As potencialidades culturais e turísticas despontam atualmente pois ocorre o rompimento de fronteiras (transnacionalização, ou globalização), e a “busca das raízes” torna-se um posicionamento do mercado local no mercado globalizado.
Em razão desse processo, posso afirmar que nos dias atuais, as manifestações da cultura popular, particularmente as Festas não manifestam apenas os aspectos tradicionais, mas assimilam características decorrentes desse processo maior, dando-lhes novas formas e novos significados. Pude verificar que elas sofreram adaptações aos modos culturais urbanos por quatro motivos circunstanciais: 1. houve a mudança do homem do campo para a cidade e agora, a sua volta ou a mudança do homem da cidade para o campo; 2. a ocupação urbana da maioria das cidades se ampliou a ponto de ocupar áreas rurais; 3. o fenômeno da conurbação que provoca uma reestruturação física do espaço geográfico e natural da região, e sintomaticamente traz delineamentos na cultura em geral, e nas festas em particular; 4. e a implantação de meios de comunicação de massa locais e regionais.
(...) As festas populares e folclóricas constituem um momento em que o grupo é levado a reencontrar suas origens e, deste modo, também, uma forma de identificação coletiva, de comunicação coletiva. Permitem a liberdade de expressão e a valorização local e até individual. Elas incorporam elementos/códigos novos, “atualizam” os já existentes, ou retomam alguns passados. As festas são expressão e patrimônio simbólico de um grupo social em um processo de comunicação.

§ **ENUNCIADO**:
Responda com base no trecho sobre as festas populares:
(a) Que palavra aparece entre parênteses junto de "transnacionalização"?
(b) Quantos motivos circunstanciais são apontados para as adaptações das festas aos modos culturais urbanos?
(c) Na última frase, as festas são expressão e patrimônio simbólico de quê?
As linhas que vêm depois do trecho sobre as festas populares não são necessárias.

§ **DADOS FORNECIDOS**:
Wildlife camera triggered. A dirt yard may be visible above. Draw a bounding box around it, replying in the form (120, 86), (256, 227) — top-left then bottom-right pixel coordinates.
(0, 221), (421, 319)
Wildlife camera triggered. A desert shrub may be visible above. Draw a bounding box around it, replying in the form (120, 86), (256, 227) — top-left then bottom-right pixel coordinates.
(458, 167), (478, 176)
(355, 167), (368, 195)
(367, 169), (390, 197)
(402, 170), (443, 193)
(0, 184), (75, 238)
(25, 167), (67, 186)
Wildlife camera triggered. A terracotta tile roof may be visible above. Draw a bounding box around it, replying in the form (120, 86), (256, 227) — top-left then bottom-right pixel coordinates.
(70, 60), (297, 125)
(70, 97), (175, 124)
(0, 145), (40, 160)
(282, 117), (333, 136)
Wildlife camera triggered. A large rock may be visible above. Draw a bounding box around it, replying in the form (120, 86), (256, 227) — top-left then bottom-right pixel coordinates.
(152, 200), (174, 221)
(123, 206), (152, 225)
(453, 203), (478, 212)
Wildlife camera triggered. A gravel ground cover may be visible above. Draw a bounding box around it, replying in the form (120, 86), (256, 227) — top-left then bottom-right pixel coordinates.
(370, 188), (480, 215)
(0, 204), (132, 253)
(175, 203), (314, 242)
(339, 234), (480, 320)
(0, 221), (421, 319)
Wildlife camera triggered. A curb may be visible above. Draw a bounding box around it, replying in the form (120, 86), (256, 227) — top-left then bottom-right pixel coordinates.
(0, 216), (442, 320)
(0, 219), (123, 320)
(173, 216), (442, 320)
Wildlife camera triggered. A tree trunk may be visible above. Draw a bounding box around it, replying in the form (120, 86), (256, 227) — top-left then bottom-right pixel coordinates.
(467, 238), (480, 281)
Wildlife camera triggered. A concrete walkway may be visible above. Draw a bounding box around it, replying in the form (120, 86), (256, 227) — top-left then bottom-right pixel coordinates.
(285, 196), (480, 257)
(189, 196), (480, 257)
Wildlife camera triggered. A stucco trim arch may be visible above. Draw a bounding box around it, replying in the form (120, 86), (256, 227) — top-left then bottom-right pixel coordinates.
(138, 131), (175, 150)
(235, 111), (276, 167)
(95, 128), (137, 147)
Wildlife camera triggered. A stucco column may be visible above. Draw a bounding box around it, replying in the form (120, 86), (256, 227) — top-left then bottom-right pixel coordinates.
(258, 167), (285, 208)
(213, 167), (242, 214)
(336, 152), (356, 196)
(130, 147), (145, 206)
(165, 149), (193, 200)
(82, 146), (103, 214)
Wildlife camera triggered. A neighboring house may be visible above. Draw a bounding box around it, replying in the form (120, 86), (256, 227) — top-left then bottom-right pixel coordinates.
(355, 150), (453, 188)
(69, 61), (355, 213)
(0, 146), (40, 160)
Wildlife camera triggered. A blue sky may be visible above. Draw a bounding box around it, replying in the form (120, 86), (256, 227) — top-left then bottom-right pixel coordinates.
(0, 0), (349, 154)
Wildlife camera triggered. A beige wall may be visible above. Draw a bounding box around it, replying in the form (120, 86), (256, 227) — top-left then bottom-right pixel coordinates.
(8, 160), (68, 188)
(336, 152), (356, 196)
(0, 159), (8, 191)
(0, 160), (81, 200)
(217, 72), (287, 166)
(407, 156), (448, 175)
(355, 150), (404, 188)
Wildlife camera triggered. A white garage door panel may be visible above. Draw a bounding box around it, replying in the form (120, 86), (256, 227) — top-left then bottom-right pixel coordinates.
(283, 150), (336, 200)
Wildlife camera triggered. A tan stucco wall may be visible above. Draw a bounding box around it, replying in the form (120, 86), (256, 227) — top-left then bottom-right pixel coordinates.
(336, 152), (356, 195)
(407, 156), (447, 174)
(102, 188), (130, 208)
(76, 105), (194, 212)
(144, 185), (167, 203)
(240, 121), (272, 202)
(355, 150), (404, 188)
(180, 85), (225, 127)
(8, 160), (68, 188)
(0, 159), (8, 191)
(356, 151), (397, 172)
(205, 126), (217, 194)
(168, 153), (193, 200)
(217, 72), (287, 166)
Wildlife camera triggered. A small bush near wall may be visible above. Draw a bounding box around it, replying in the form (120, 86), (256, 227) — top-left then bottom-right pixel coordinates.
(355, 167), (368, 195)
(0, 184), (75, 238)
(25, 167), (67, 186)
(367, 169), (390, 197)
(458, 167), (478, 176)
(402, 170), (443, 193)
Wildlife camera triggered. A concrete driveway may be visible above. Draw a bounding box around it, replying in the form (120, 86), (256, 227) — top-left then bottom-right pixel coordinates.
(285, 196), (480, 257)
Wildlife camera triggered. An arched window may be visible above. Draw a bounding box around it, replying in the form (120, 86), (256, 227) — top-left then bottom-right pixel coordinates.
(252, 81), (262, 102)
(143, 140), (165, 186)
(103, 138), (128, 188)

§ **SUA RESPOSTA**:
(a) Globalização.
(b) Quatro.
(c) De um grupo social em um processo de comunicação.